- Data to process
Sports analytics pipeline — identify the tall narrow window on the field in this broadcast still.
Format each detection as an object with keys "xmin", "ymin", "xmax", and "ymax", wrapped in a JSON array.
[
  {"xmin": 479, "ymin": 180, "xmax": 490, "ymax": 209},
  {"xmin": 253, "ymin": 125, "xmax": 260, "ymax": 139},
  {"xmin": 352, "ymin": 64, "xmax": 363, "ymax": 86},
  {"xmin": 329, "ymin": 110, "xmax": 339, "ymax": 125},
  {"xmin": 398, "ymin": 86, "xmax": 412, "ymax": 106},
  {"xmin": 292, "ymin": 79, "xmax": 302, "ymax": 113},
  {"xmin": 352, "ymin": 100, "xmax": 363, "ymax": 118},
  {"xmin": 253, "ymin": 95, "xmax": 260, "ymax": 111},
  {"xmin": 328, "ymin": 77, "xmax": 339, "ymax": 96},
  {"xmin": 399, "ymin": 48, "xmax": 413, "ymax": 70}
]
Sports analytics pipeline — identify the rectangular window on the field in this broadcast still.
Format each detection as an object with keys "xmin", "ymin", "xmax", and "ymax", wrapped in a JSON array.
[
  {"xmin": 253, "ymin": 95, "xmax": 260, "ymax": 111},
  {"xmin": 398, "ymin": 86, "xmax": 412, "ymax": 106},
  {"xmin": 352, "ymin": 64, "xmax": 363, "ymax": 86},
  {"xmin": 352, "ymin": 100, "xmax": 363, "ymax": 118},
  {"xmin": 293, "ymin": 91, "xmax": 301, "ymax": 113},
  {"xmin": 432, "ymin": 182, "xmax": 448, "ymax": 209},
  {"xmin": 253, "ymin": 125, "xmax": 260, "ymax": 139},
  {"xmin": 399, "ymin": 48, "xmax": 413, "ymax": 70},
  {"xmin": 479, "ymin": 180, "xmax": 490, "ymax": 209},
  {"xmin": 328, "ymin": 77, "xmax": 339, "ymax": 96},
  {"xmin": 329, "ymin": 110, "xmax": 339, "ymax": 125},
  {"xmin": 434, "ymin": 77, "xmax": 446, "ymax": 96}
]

- Instruction
Write out all of the records above again, line for line, with every character unchanged.

- Task response
Sports analytics pipeline — identify the tall narrow window on the field in this broadcast still.
Format each detection as an object with keys "xmin", "ymin", "xmax", and "ymax", wrapped in a JSON array.
[
  {"xmin": 479, "ymin": 180, "xmax": 490, "ymax": 209},
  {"xmin": 253, "ymin": 125, "xmax": 260, "ymax": 139},
  {"xmin": 352, "ymin": 64, "xmax": 363, "ymax": 86},
  {"xmin": 329, "ymin": 110, "xmax": 339, "ymax": 125},
  {"xmin": 398, "ymin": 86, "xmax": 412, "ymax": 106},
  {"xmin": 292, "ymin": 79, "xmax": 302, "ymax": 113},
  {"xmin": 352, "ymin": 100, "xmax": 363, "ymax": 118},
  {"xmin": 253, "ymin": 95, "xmax": 260, "ymax": 111},
  {"xmin": 328, "ymin": 77, "xmax": 339, "ymax": 96},
  {"xmin": 399, "ymin": 48, "xmax": 413, "ymax": 70}
]
Sports analytics pipeline — identify the rectangular window on the field in this broadcast still.
Format each detection as an object with keys "xmin", "ymin", "xmax", and "ymax", wrapped in a JSON array.
[
  {"xmin": 253, "ymin": 95, "xmax": 260, "ymax": 111},
  {"xmin": 398, "ymin": 86, "xmax": 412, "ymax": 106},
  {"xmin": 352, "ymin": 64, "xmax": 363, "ymax": 86},
  {"xmin": 352, "ymin": 100, "xmax": 363, "ymax": 118},
  {"xmin": 293, "ymin": 91, "xmax": 301, "ymax": 113},
  {"xmin": 432, "ymin": 182, "xmax": 448, "ymax": 209},
  {"xmin": 253, "ymin": 125, "xmax": 260, "ymax": 139},
  {"xmin": 399, "ymin": 48, "xmax": 413, "ymax": 70},
  {"xmin": 479, "ymin": 180, "xmax": 490, "ymax": 209},
  {"xmin": 328, "ymin": 77, "xmax": 339, "ymax": 96},
  {"xmin": 329, "ymin": 110, "xmax": 339, "ymax": 125},
  {"xmin": 434, "ymin": 77, "xmax": 446, "ymax": 96}
]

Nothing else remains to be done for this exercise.